(Text section)
His new goal, after selling the family’s pretty white picket fence house, is to set up shop in a hotel room and strategize the perfect chess game to bring down kingpin Mike Lagana (Alexander Scourby), right-hand man Vince (Lee Marvin), and the legion of corrupt cops who simply follow orders without questioning their acute origins.
Once Bannion’s wife is gone, the film sets up the unlikely ménage between Bannion, Vince, and moll Debby (brilliant Gloria Grahame): the cop needs her help for information, but he finds himself attracted to her state of delusion, thinking he can free her from an addiction to Vince’s money which enables her to ‘shop six days a week and rest on Sundays.’
END OF SPOILERS
Vince’s cruelty is initially inferred, then glimpsed in a bar when he almost breaks the hand of a card shark moll (Carolyn Jones, fresh from House of Wax), but his pure mean streak is showcased in the film’s most vicious moment – spraying Debby’s face with a pot of boiling hot coffee – and sets him up for an inevitable fall, now that his unlikely confidant is armed with full knowledge of his crimes, and revenge.
With the exception of Bannion’s wife – too pure and too much of an ideal to survive in the film’s grim world – all the women in Heat are cleverly manipulative: Debby follows orders but makes derogatory gestures, and dolls out hysterical insults at Vince with virtual impunity, whereas Bertha Duncan (Jeanette Nolan), widow of a corrupt bureaucrat, is able to finagle a fat pension from Lagana through blackmail.
There’s also the almost ludicrously perfect Bannion marriage which oddly feels like a precursor to Brian De Palma’s The Untouchables (1987): there are striking similarities between Det. Bannion and Det. Eliot Ness (Kevin Costner) in terms of their married life, their adoration of an impossible to maintain familial bliss, and the mob’s violent threats against said bliss.

(Jobs)
1. Reproduce the film review above word for word, in full.
2. Please rewrite the lines of the entries below, starting with the line with "Spot the bridge" and going on through the line with "Query: bridge", replacing "pin" with "marker" and leaving everything else unchanged. Return only those lines.

(Record extracts)

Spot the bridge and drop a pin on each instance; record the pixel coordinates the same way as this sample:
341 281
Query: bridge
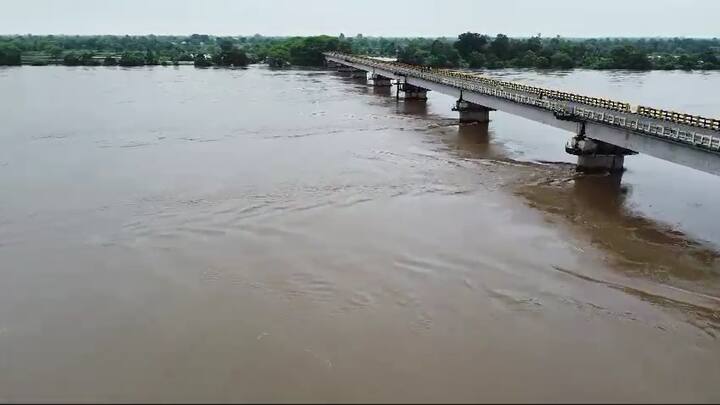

...

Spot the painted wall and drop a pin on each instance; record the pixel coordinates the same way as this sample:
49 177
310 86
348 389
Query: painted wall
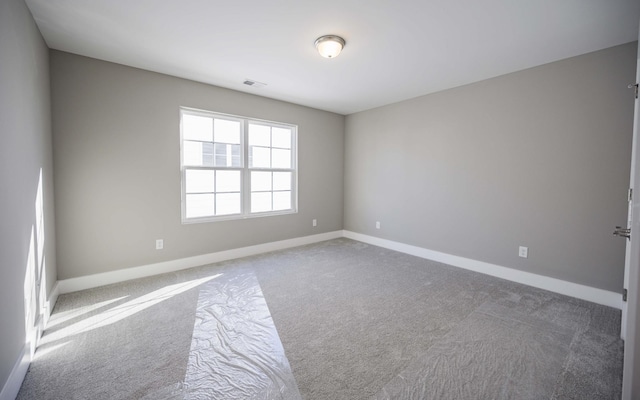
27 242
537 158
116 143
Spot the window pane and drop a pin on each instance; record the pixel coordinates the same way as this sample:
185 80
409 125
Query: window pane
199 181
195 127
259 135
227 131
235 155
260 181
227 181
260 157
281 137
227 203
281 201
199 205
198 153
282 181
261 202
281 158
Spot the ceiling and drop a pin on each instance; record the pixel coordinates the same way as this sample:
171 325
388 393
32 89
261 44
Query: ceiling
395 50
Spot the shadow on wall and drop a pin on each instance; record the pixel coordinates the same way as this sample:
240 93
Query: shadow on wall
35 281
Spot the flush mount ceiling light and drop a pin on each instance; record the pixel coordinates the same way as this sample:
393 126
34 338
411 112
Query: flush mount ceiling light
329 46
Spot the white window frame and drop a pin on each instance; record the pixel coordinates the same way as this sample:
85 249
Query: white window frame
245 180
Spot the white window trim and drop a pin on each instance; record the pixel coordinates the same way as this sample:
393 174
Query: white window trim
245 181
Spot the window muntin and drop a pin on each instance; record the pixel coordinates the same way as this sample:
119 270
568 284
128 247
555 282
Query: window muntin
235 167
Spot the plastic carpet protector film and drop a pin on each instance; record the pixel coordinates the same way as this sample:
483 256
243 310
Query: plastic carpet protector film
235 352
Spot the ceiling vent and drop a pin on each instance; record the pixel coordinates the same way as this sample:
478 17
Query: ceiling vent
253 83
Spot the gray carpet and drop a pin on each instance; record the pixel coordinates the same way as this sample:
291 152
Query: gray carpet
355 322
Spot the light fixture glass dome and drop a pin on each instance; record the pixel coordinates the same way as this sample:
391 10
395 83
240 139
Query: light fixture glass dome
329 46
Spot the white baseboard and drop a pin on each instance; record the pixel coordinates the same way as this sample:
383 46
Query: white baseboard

* * *

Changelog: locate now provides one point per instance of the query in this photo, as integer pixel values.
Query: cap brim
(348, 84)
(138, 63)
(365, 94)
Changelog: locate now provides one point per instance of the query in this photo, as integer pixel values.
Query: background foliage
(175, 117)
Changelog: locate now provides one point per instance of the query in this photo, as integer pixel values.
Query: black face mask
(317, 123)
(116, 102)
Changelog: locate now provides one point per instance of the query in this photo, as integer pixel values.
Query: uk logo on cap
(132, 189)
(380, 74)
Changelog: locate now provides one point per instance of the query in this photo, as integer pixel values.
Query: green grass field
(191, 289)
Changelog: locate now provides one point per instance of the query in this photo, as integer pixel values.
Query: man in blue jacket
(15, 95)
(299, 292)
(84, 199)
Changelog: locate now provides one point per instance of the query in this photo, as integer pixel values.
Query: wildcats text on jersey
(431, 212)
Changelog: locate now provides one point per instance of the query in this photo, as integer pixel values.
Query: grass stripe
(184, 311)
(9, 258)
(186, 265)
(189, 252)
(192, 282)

(Answers below)
1.
His new goal, after selling the family’s pretty white picket fence house, is to set up shop in a hotel room and strategize the perfect chess game to bring down kingpin Mike Lagana (Alexander Scourby), right-hand man Vince (Lee Marvin), and the legion of corrupt cops who simply follow orders without questioning their acute origins.
Once Bannion’s wife is gone, the film sets up the unlikely ménage between Bannion, Vince, and moll Debby (brilliant Gloria Grahame): the cop needs her help for information, but he finds himself attracted to her state of delusion, thinking he can free her from an addiction to Vince’s money which enables her to ‘shop six days a week and rest on Sundays.’
END OF SPOILERS
Vince’s cruelty is initially inferred, then glimpsed in a bar when he almost breaks the hand of a card shark moll (Carolyn Jones, fresh from House of Wax), but his pure mean streak is showcased in the film’s most vicious moment – spraying Debby’s face with a pot of boiling hot coffee – and sets him up for an inevitable fall, now that his unlikely confidant is armed with full knowledge of his crimes, and revenge.
With the exception of Bannion’s wife – too pure and too much of an ideal to survive in the film’s grim world – all the women in Heat are cleverly manipulative: Debby follows orders but makes derogatory gestures, and dolls out hysterical insults at Vince with virtual impunity, whereas Bertha Duncan (Jeanette Nolan), widow of a corrupt bureaucrat, is able to finagle a fat pension from Lagana through blackmail.
There’s also the almost ludicrously perfect Bannion marriage which oddly feels like a precursor to Brian De Palma’s The Untouchables (1987): there are striking similarities between Det. Bannion and Det. Eliot Ness (Kevin Costner) in terms of their married life, their adoration of an impossible to maintain familial bliss, and the mob’s violent threats against said bliss.

2.
Spot the bridge and drop a marker on each instance; record the pixel coordinates the same way as this sample:
341 281
Query: bridge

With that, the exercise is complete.